O what needless pain we bear

What a Friend we have in Jesus, all our sins and griefs to bear!
What a privilege to carry everything to God in prayer!
O what peace we often forfeit, O what needless pain we bear,
All because we do not carry everything to God in prayer.

I’ve sung this hymn probably hundreds of times but last Sunday I “got it.”

I try very hard to give all my sins and griefs to God to bear. I can do very little about my situation and so it just makes sense to let the One who can do something carry everything.

I love that line. “O what peace we often forfeit, O what needless pain we bear.”

I had an endoscopic biopsy this past month in preparation for the new treatment trial. It’s actually a pretty cool procedure. They shoved a camera down my throat and started poking at my liver through my stomach to get a piece of one of my liver lesions. Maybe I am getting so used to procedures and hospitals, but I was completely at peace with it. When the doctor asked me if I had any questions I asked how they close the hole in my stomach after using it to access my liver (it closes on its own). 

This week my grief did increase a little bit as on Monday I was informed that the computer randomly decided that I would not be in one of the trial arms that receive the potentially life-lengthening trial drugs. Instead I will be part of the standard care arm. I’d be lying if I said I wasn’t disappointed. I had about a 66% chance of being in one of the trial drug arms.

Before the randomization process I thought long and hard about what it would mean if I was or was not selected for the trial. If I was selected for both drugs does that mean that it must be God’s will for me to live? But by that logic, if I received standard of care would it mean that it’s God’s will for me to die? Or maybe God’s will is to make my healing more dramatic, without the use of these fancy new drugs? Interesting thoughts but quite inconclusive.

We now know that God’s will for me was to receive the standard of care. That certainly is not a death sentence! I will still be receiving drugs that can extend my life a little longer. While not very comforting, I have to think that my part in this study may help to prove that the trial drugs do indeed help colorectal patients and eventually these drugs may become the standard of care for others who may need the extra time on earth to hear about Jesus. It’s hard to be that unselfish but I’m trying.

On the plus side, this means I will only need to be at the hospital one day every two weeks instead of two days. While they call this arm the Standard of Care arm, I will technically be getting a little bit better treatment as there is an additional drug that I wouldn’t have had easy access to without this trial (it’s complicated to explain). I am also looking forward to being rash free and possibly diarrhea free as well.

Due to switching treatments I also had a little time off from treatment which Leanne and I used to ditch the kids and take a quick trip down to Florida to visit the Kennedy Space Center and Universal Studios.

I gained about 10 pounds since I started my chemo break. I’ve also been exercising a little more than usual to prep for my Florida trip (16km of walking in Universal). I am physically and mentally ready to fight for my life.

Whenever those angry thoughts against that mean old randomizing computer enter my head, I just remember that wonderful song and pray. While it may have been easier with those extra trial drugs, this way, not dying will be potentially more dramatic and more of a challenge. And I like a good challenge especially when I can carry everything to God in prayer.

• **Material provided**
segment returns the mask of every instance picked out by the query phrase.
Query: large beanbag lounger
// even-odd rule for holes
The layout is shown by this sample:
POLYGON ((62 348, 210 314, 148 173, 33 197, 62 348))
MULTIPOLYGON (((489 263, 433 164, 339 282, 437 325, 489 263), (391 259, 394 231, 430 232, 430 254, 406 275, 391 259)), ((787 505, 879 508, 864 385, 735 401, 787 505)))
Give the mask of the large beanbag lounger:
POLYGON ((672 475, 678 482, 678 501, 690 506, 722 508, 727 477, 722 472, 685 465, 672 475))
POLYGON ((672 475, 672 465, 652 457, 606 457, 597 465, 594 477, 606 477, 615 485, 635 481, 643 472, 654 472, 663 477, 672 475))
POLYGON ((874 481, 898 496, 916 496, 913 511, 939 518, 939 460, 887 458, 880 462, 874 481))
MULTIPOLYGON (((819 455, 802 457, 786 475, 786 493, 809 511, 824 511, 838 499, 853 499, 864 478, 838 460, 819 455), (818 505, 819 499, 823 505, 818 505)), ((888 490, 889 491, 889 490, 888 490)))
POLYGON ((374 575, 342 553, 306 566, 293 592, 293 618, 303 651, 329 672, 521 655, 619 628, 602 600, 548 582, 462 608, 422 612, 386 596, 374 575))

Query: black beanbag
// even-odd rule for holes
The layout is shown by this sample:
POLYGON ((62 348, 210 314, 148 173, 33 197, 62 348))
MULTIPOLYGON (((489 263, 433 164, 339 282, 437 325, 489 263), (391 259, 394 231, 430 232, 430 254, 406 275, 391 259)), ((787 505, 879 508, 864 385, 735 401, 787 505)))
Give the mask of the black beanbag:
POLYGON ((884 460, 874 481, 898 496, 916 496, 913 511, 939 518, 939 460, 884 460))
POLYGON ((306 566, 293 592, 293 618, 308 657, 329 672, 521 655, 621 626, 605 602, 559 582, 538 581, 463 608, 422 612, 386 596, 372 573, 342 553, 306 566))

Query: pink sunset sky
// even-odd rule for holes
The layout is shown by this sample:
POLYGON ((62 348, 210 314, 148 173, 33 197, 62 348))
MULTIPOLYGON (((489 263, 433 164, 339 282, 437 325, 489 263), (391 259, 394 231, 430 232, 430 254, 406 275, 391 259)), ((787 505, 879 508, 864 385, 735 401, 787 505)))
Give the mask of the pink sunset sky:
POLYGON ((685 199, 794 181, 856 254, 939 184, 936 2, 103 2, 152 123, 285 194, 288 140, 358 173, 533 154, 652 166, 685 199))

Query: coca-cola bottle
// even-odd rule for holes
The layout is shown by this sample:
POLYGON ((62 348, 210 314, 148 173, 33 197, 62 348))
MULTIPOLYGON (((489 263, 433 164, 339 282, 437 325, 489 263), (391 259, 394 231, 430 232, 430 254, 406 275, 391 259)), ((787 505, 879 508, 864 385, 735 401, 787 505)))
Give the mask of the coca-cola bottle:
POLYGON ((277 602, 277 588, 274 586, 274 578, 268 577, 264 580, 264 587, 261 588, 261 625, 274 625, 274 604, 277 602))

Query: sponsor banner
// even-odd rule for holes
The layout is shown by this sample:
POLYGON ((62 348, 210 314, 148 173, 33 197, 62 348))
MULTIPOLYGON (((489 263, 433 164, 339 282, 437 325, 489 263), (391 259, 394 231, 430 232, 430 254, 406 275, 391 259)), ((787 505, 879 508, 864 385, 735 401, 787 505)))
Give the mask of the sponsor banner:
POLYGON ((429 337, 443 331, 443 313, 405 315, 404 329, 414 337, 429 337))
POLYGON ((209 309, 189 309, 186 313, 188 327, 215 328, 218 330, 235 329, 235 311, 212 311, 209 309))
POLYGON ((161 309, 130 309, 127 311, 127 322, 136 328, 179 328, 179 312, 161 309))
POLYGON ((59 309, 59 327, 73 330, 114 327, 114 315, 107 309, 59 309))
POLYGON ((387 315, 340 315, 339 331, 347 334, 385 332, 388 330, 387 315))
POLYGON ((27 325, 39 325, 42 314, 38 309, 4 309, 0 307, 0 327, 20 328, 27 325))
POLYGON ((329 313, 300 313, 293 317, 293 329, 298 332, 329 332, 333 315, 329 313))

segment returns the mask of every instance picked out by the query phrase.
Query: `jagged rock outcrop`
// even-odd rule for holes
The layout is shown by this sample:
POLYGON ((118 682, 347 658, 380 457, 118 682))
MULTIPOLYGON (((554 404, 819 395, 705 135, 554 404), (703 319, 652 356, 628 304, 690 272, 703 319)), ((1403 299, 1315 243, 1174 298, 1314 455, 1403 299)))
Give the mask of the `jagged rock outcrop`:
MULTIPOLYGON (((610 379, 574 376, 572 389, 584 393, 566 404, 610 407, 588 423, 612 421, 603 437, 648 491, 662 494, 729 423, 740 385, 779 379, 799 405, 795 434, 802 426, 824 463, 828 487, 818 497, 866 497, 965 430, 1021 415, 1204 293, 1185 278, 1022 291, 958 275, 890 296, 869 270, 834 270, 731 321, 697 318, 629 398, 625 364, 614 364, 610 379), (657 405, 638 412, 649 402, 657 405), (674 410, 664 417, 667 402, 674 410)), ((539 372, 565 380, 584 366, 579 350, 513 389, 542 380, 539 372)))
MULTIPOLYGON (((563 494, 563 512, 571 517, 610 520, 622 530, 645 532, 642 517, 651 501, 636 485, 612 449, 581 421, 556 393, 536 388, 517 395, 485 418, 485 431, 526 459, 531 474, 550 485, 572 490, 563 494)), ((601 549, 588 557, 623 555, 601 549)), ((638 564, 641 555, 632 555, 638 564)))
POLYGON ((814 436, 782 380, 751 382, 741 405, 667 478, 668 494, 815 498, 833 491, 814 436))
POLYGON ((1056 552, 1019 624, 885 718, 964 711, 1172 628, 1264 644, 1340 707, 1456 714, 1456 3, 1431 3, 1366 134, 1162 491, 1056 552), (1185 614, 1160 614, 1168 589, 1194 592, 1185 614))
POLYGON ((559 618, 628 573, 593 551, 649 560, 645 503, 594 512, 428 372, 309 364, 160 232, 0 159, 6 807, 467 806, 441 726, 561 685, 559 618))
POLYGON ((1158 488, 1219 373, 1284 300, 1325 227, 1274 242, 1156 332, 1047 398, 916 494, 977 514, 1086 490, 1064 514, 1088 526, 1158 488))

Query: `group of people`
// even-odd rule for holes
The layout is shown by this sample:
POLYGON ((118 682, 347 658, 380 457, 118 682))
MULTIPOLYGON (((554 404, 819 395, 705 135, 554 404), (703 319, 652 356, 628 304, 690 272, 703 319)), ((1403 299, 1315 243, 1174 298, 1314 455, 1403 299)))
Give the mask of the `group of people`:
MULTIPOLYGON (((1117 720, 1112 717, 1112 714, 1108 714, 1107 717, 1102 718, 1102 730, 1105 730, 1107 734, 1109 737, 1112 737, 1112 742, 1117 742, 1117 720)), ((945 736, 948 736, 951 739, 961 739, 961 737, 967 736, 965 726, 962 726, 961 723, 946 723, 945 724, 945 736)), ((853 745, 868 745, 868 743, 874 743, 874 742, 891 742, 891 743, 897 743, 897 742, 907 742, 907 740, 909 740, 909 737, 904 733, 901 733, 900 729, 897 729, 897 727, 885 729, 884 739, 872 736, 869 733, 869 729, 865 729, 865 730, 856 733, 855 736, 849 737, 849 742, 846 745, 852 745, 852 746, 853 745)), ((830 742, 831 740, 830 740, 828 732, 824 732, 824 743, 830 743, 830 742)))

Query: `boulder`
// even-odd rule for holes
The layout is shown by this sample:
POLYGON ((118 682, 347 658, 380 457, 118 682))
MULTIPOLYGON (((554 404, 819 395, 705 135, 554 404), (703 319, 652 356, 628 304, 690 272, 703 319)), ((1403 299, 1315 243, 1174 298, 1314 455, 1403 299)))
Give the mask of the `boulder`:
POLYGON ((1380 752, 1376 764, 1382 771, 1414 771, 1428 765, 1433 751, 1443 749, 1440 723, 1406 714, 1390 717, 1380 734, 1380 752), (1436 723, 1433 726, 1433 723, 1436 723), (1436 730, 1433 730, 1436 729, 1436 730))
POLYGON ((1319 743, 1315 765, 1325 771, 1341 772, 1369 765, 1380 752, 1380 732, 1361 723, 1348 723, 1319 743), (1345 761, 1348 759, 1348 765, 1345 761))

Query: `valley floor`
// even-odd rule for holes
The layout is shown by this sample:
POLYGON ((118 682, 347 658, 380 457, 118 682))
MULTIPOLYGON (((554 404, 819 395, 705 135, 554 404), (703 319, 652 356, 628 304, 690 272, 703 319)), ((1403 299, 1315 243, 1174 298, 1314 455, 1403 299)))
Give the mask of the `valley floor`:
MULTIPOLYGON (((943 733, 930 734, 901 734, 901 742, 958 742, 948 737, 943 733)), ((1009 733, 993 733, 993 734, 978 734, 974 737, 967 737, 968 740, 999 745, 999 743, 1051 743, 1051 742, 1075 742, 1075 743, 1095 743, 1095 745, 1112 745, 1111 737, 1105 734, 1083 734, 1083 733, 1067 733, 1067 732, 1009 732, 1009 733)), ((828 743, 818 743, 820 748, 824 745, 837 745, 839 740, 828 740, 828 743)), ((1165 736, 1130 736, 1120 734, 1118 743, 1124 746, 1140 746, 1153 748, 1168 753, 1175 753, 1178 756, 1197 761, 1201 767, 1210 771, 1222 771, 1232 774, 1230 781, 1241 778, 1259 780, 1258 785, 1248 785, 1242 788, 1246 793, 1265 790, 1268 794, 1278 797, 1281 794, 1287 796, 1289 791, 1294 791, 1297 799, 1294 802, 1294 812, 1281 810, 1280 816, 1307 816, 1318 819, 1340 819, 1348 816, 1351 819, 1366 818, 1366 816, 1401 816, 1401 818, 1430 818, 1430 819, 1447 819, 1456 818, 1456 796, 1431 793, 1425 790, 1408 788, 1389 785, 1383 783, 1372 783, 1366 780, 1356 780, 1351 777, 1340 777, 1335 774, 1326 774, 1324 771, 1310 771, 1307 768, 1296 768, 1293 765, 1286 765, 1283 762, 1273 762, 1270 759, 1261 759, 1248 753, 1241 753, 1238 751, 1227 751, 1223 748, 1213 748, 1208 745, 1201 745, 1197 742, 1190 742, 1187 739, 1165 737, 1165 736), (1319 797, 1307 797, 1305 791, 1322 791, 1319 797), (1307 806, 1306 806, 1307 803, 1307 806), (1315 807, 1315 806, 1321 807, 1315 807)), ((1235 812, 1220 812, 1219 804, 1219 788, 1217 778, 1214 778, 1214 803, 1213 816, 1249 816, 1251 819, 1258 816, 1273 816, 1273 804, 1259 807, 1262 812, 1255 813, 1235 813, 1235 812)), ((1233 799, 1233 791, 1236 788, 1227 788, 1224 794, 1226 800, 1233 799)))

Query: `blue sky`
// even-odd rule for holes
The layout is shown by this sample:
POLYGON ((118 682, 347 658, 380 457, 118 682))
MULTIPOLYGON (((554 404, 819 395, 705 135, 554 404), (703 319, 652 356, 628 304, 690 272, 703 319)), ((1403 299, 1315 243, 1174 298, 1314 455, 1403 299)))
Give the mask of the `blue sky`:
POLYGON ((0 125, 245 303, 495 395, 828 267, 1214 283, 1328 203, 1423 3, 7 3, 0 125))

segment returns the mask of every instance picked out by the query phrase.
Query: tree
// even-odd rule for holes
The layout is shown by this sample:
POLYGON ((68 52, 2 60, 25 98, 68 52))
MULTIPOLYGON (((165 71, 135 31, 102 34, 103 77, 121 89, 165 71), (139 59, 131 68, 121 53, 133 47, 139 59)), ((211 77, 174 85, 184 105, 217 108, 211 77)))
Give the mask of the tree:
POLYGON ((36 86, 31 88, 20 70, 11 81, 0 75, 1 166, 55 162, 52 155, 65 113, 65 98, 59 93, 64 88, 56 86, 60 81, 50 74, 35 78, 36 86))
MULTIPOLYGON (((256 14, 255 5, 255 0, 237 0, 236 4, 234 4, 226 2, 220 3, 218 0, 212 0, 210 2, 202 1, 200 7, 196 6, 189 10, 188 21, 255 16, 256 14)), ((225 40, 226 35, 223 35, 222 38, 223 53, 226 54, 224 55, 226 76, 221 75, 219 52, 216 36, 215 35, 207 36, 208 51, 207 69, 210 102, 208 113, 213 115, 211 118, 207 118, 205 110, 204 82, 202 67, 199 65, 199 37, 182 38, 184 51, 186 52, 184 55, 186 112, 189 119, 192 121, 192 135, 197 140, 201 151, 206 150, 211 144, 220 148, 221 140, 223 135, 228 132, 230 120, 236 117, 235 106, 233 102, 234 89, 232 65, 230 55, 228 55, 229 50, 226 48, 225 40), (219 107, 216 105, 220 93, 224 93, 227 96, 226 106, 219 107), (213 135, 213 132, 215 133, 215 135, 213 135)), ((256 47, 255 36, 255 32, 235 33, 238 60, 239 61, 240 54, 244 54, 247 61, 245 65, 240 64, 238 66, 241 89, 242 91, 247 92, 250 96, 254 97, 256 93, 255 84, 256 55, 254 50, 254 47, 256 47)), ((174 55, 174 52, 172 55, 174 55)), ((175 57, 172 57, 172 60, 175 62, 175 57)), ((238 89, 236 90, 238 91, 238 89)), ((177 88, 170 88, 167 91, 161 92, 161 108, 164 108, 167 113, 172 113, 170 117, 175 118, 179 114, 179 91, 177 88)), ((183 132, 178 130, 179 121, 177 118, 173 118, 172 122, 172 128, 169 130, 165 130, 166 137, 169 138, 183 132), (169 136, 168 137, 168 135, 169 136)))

• **To do**
1. In the blog post about the hymn, what chance did the writer have of being placed in one of the trial drug arms?
2. According to the blog post about the hymn, why does the writer try to give all sins and griefs to God to bear? Answer in one to three sentences.
3. Can you translate this sentence from the blog post about the hymn into German: "I am physically and mentally ready to fight for my life."

• **Answer section**
1. About 66%.

2. The writer can do very little about the situation. So it makes sense to let the One who can do something carry everything.

3. Ich bin körperlich und mental bereit, um mein Leben zu kämpfen.